Page excerpt -
↓↓↓

Twitter is taking a leap into content curation with their new “Moments” feature. Seeing that media companies such as Blavity and Buzzfeed have succeeded in taking tweets beyond their singular, ephemeral existences and curating them for secondary consumption, it’s clear that the people in Twitter towers have been inspired to join in.

The subtle balance between mere delivery and full curation of the many millions of tweets written daily is an interesting challenge and one that, in my opinion, should be approached with creativity and not a reliance on old media models. As a user of Twitter, but also as someone who is incredibly passionate about empowering people with information and producing compelling narratives, I’m always simultaneously excited and concerned by developments on the platform. Nevertheless, I do think that Moments could be a thriving part of the experience for Twitter users and I have a few thoughts on how this might be possible.

  1. A Moment for you

Platforms such as Blavity offer a great lesson in the mechanics of curating content for a specific audience. In this vein, the team at Twitter need to work to identify the many types of readers who they are seeking to engage. From those using Twitter to find out about the shifting national political landscape to young creative urbanites using Twitter to connect and collaborate nationally or even globally, the team at Twitter needs to craft Moments in a way that taps into the narratives that people have regarding their own experiences. And it should be done in a way that engages those narratives rather than interrupts them. In this regard, I’m surprised to see that, at least in the UK, Twitter does not have a “Tech” moments tab. Rather than taking a generalist approach, I think that Moments should tap into communities such as Tech Twitter, Black Twitter and Book Twitter in order to create experiences, rather than just content, that really resonate with people.

↑↑↑

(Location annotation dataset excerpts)
↓↓↓

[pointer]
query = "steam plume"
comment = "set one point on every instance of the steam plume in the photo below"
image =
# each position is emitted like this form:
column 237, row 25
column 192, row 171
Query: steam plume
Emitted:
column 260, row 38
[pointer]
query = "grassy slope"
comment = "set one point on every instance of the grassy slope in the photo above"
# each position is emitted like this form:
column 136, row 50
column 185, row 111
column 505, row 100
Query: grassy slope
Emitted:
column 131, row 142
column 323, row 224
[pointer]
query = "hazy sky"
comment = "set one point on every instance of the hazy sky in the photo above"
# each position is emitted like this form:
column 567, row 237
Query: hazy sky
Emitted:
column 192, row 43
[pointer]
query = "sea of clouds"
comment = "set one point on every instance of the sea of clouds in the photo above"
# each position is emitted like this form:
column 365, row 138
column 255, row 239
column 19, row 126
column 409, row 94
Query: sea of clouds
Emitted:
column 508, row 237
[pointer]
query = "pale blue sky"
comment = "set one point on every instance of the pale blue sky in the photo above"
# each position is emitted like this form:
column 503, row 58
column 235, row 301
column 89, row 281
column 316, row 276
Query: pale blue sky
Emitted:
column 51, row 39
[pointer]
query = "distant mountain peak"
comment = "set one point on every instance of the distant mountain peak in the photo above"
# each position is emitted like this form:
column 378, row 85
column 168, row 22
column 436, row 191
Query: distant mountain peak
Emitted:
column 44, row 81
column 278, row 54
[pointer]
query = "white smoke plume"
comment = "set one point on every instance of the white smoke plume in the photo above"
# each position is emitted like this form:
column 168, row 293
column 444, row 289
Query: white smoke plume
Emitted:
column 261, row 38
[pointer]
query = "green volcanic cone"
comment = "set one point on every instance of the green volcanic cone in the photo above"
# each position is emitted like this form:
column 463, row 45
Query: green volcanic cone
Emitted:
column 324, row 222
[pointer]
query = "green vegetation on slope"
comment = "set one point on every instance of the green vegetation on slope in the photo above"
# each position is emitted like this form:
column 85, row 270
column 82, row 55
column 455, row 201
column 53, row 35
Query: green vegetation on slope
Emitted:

↑↑↑

Exercise directions - Reproduce verbatim the stretch of the Twitter Moments text from "The subtle balance" through "might be possible.". The lines stand as separate material, apart from the text.

Exercise answer -
The subtle balance between mere delivery and full curation of the many millions of tweets written daily is an interesting challenge and one that, in my opinion, should be approached with creativity and not a reliance on old media models. As a user of Twitter, but also as someone who is incredibly passionate about empowering people with information and producing compelling narratives, I’m always simultaneously excited and concerned by developments on the platform. Nevertheless, I do think that Moments could be a thriving part of the experience for Twitter users and I have a few thoughts on how this might be possible.